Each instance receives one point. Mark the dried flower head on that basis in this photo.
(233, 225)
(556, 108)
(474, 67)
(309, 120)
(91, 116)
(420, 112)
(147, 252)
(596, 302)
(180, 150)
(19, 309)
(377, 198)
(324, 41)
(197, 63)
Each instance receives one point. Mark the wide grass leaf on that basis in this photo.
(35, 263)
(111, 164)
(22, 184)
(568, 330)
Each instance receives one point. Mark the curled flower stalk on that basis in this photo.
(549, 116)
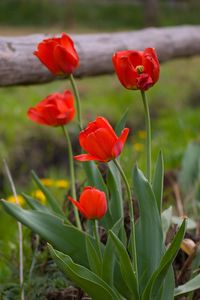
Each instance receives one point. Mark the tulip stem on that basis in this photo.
(132, 223)
(78, 102)
(96, 236)
(72, 175)
(148, 140)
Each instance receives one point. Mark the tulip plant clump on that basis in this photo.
(132, 264)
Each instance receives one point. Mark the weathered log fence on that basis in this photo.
(19, 66)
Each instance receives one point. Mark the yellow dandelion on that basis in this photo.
(62, 184)
(142, 134)
(20, 200)
(39, 195)
(138, 147)
(47, 181)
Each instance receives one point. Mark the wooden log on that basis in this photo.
(18, 65)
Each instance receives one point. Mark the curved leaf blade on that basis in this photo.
(93, 257)
(125, 266)
(65, 238)
(84, 278)
(150, 247)
(189, 286)
(156, 280)
(108, 263)
(158, 178)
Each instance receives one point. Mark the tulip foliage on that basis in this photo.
(132, 264)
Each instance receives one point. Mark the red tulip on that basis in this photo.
(92, 203)
(58, 55)
(55, 110)
(100, 141)
(137, 69)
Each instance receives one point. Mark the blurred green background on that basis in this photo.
(174, 100)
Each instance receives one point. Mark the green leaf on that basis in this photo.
(50, 199)
(116, 200)
(125, 266)
(158, 277)
(35, 204)
(84, 278)
(94, 176)
(115, 189)
(191, 224)
(65, 238)
(109, 256)
(168, 285)
(189, 286)
(157, 185)
(93, 257)
(121, 123)
(149, 236)
(166, 218)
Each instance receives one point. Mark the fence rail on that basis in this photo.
(18, 65)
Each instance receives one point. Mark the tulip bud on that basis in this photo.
(188, 246)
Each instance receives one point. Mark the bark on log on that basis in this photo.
(19, 66)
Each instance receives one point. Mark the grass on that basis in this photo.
(173, 105)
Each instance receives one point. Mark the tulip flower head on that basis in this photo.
(137, 69)
(58, 54)
(100, 141)
(92, 203)
(55, 110)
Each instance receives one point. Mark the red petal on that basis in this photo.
(117, 149)
(65, 60)
(46, 56)
(86, 157)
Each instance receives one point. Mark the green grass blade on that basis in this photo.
(84, 278)
(189, 286)
(50, 198)
(149, 236)
(125, 266)
(65, 238)
(158, 277)
(158, 178)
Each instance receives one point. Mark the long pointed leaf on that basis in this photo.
(93, 257)
(149, 236)
(109, 256)
(157, 185)
(84, 278)
(65, 238)
(156, 281)
(125, 266)
(189, 286)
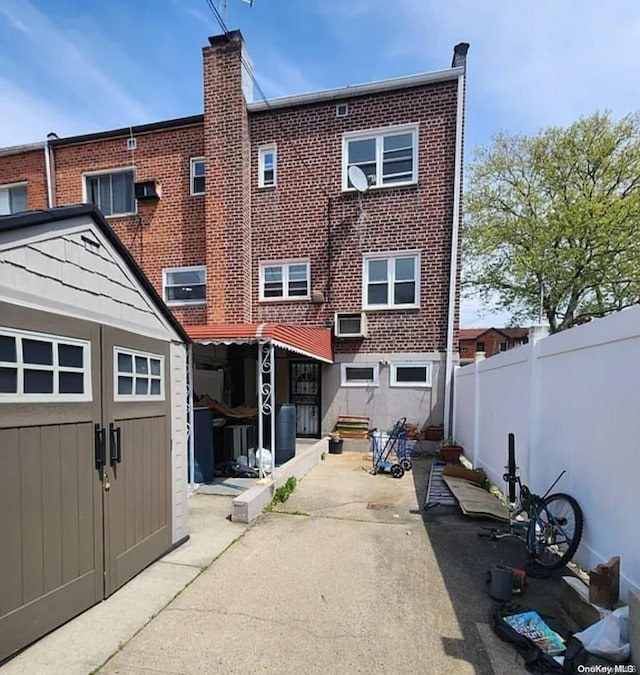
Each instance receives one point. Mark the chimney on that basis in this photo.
(228, 180)
(460, 55)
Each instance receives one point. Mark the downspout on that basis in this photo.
(48, 164)
(459, 59)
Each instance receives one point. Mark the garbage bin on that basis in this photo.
(285, 433)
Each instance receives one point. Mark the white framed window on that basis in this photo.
(285, 280)
(267, 165)
(391, 280)
(138, 376)
(13, 198)
(410, 374)
(359, 374)
(388, 156)
(43, 368)
(196, 174)
(184, 285)
(111, 191)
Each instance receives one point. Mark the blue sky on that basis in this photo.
(74, 66)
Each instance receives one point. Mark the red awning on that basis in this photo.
(312, 342)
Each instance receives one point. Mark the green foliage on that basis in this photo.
(558, 215)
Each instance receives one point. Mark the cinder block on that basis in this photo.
(574, 598)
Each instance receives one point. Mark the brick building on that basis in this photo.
(490, 341)
(246, 220)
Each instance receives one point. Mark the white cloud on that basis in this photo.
(75, 90)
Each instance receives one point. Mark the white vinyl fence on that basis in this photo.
(573, 402)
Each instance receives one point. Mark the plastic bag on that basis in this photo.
(266, 459)
(609, 637)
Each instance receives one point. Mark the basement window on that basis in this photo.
(44, 368)
(359, 375)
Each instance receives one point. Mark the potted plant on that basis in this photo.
(451, 450)
(434, 432)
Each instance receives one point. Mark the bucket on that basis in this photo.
(335, 447)
(500, 583)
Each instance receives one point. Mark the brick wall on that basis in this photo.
(27, 166)
(291, 220)
(168, 232)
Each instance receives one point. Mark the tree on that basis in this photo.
(552, 221)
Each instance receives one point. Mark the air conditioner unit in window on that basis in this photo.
(146, 190)
(350, 324)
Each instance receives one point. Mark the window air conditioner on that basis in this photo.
(352, 324)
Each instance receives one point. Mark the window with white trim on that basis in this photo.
(112, 191)
(197, 175)
(410, 374)
(267, 168)
(391, 280)
(138, 376)
(359, 374)
(285, 281)
(185, 285)
(44, 368)
(388, 157)
(13, 198)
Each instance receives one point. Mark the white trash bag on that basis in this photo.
(266, 459)
(609, 637)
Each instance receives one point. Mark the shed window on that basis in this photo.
(45, 368)
(139, 376)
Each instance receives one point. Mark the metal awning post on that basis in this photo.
(190, 434)
(266, 376)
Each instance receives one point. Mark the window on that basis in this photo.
(44, 368)
(185, 285)
(138, 375)
(391, 280)
(197, 176)
(267, 166)
(13, 198)
(358, 375)
(410, 374)
(284, 281)
(112, 192)
(387, 156)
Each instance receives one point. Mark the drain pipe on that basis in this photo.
(459, 59)
(48, 165)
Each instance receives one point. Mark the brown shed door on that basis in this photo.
(137, 503)
(51, 565)
(71, 534)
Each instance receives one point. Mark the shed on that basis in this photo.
(93, 412)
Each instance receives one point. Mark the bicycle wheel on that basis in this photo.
(554, 536)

★ ★ ★ ★

*Aim*:
Using the data above, write out every line exactly, leaving the images behind.

*The response*:
Each instance receives one point. Mark the dried flower head on that basis in this photo.
(233, 225)
(556, 108)
(474, 67)
(309, 120)
(91, 116)
(420, 112)
(147, 252)
(596, 302)
(180, 150)
(19, 309)
(377, 198)
(324, 41)
(197, 63)
Each instance receives one point. Mark the wide grass leaf on that basis in this photo.
(35, 263)
(111, 164)
(22, 184)
(568, 330)
Each instance receives one point. Mark the curled flower stalk on that basis in this photo.
(549, 116)
Each instance receives one point. Mark the tulip stem on that basis in this photo.
(132, 223)
(78, 102)
(96, 236)
(72, 175)
(148, 140)
Each instance receives one point. Mark the tulip plant clump on that basis in this photo.
(132, 264)
Each instance receives one point. Mark the weathered log fence on that basis in this photo.
(19, 66)
Each instance receives one point. Mark the yellow dandelion on that basis in this photo.
(62, 184)
(142, 134)
(20, 200)
(39, 195)
(138, 147)
(47, 181)
Each instance receives one point. Mark the wooden log on that basis in this photo.
(18, 65)
Each instance receives one point. Mark the curved leaf blade on that basis in this photo.
(93, 257)
(125, 266)
(65, 238)
(84, 278)
(150, 247)
(189, 286)
(156, 280)
(108, 263)
(158, 178)
Each instance receives one point. Mark the tulip foliage on that basis in this photo.
(132, 264)
Each instance receives one point. Mark the red tulip on that basis in this photo.
(92, 203)
(58, 55)
(55, 110)
(100, 141)
(137, 69)
Each instance receives one point. Mark the blurred green background on that basis in this photo.
(174, 100)
Each instance receives one point. Mark the green leaf on that basis in this photo.
(50, 199)
(116, 200)
(125, 266)
(158, 277)
(35, 204)
(84, 278)
(94, 176)
(115, 189)
(191, 224)
(65, 238)
(109, 256)
(168, 285)
(189, 286)
(157, 185)
(93, 257)
(121, 123)
(149, 236)
(166, 218)
Each instance receives one point. Mark the fence rail on that basis in this photo.
(18, 65)
Each instance receives one point. Mark the tulip bud on that basis in this photo.
(188, 246)
Each instance receives one point. Mark the bark on log on that basis in this photo.
(19, 66)
Each instance receives one point. Mark the grass on that basis in this photo.
(173, 105)
Each instance receives one point. Mark the tulip flower head on that basis in this photo.
(137, 69)
(58, 54)
(100, 141)
(92, 203)
(55, 110)
Each instance receives one point. Mark the red petal on that basis in this photo.
(117, 149)
(65, 60)
(46, 56)
(86, 157)
Each instance receives one point. Mark the green grass blade on that basis in this photo.
(84, 278)
(189, 286)
(50, 198)
(149, 236)
(125, 266)
(65, 238)
(158, 277)
(158, 178)
Each instance receives one point. Mark the long pointed leaf on that basis in this photo.
(93, 257)
(149, 236)
(109, 256)
(157, 185)
(84, 278)
(65, 238)
(156, 281)
(125, 266)
(189, 286)
Each instance receives one point. Mark the chimney on that basis in this photo.
(228, 180)
(460, 55)
Each instance receives one point. Mark the downspout on that basis in this photo.
(48, 164)
(459, 59)
Each instance receives one point. Mark the garbage bin on that basis in this photo.
(285, 433)
Each instance receives one point. Mark the white framed window on that basis in this photo.
(285, 280)
(267, 165)
(391, 280)
(138, 376)
(13, 198)
(410, 374)
(359, 374)
(388, 156)
(43, 368)
(196, 174)
(184, 285)
(111, 191)
Each instance receives one point. Mark the blue sky on that basis in this photo.
(74, 66)
Each instance receives one point. Mark the red awning on that basis in this photo.
(312, 342)
Each instance receives one point. Mark the green foliage on that basis in this photo.
(558, 215)
Each instance receives one point. Mark the cinder block on that basis in this photo.
(574, 598)
Each instance receives one point. Mark the brick building on that basis in this photo.
(490, 341)
(246, 220)
Each instance receives one point. Mark the white cloud on that basis in this photo.
(75, 90)
Each instance receives one point. Mark the white vinyl fence on that basis in this photo.
(573, 402)
Each instance receives one point. Mark the plastic bag on that basis in this photo.
(266, 459)
(609, 637)
Each instance receives one point. Mark the basement window on that basis in this photo.
(44, 368)
(359, 375)
Each instance receives one point. Mark the potted plant on that basis in this photo.
(451, 450)
(434, 432)
Each instance receives one point. Mark the bucket on that basis in this photo.
(335, 447)
(500, 583)
Each instance receives one point. Mark the brick wall on that basis in this photo.
(27, 166)
(291, 220)
(168, 232)
Each instance receives one point. Mark the tree on that basis in this photo.
(552, 221)
Each instance receives one point. Mark the air conditioner unit in window on that basis in this photo.
(146, 190)
(350, 324)
Each instance receives one point. Mark the window air conditioner on that basis in this photo.
(352, 324)
Each instance receives one point. Mark the window with white trim on that basis in this photo.
(112, 191)
(197, 175)
(410, 374)
(267, 168)
(391, 280)
(138, 376)
(359, 374)
(285, 281)
(185, 285)
(44, 368)
(388, 157)
(13, 198)
Each instance receives one point. Mark the white trash bag on that basis in this photo.
(266, 459)
(609, 637)
Each instance receives one point. Mark the shed window on that basis in this photo.
(45, 368)
(139, 376)
Each instance receives one point. Mark the metal awning post on that basis in this photo.
(190, 434)
(266, 376)
Each instance receives one point. Mark the window on that basis in this photo.
(44, 368)
(185, 285)
(138, 375)
(391, 280)
(197, 176)
(267, 166)
(13, 198)
(358, 375)
(410, 374)
(284, 281)
(112, 192)
(387, 156)
Each instance receives one point. Mark the drain pipe on that basis in this photo.
(459, 59)
(48, 165)
Each instance receives one point. Mark the brown shed door on that basis in this photo.
(137, 503)
(51, 565)
(71, 534)
Each instance receives one point. Mark the shed on that basis in this photo.
(93, 412)
Each instance receives one point. Mark the bicycle wheel on that basis in this photo.
(554, 536)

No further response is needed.